## PROVIDED RECORDS:
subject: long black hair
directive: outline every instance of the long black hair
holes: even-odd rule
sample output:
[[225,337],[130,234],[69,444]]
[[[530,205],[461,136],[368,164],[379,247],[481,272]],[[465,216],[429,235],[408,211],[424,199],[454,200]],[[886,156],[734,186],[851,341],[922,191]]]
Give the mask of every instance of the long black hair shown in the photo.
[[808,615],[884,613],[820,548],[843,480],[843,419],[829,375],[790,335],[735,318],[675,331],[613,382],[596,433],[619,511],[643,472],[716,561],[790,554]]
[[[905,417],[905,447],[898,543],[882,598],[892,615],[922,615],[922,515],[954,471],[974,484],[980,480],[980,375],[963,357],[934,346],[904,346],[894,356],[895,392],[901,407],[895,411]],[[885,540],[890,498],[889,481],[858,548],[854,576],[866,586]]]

## PROMPT:
Reproduce every line of the records above, requests included, multiplying each polygon coordinate in the answers by 0.9 and rounding to the nearest whole number, with halves rounded up. Leave all other lines unchanged.

## TASK RESULT:
subject: long black hair
directive: outline every instance of the long black hair
holes: even-odd rule
sample output:
[[225,337],[130,234],[69,444]]
[[[530,205],[461,136],[368,164],[379,247],[481,272]],[[465,216],[429,235],[408,211],[424,199],[454,200]],[[886,156],[734,186],[851,341],[922,191]]]
Give the mask of every instance of the long black hair shown in the photo.
[[727,554],[796,552],[738,493],[759,432],[759,377],[746,338],[711,302],[662,286],[608,298],[552,344],[536,390],[557,460],[579,425],[644,505],[711,499]]
[[[815,375],[815,402],[808,489],[794,538],[803,554],[830,554],[830,464],[859,424],[877,436],[882,432],[882,338],[867,321],[841,311],[814,311],[805,320],[806,353],[811,366],[806,370]],[[797,486],[801,448],[800,433],[772,493],[769,518],[779,527]]]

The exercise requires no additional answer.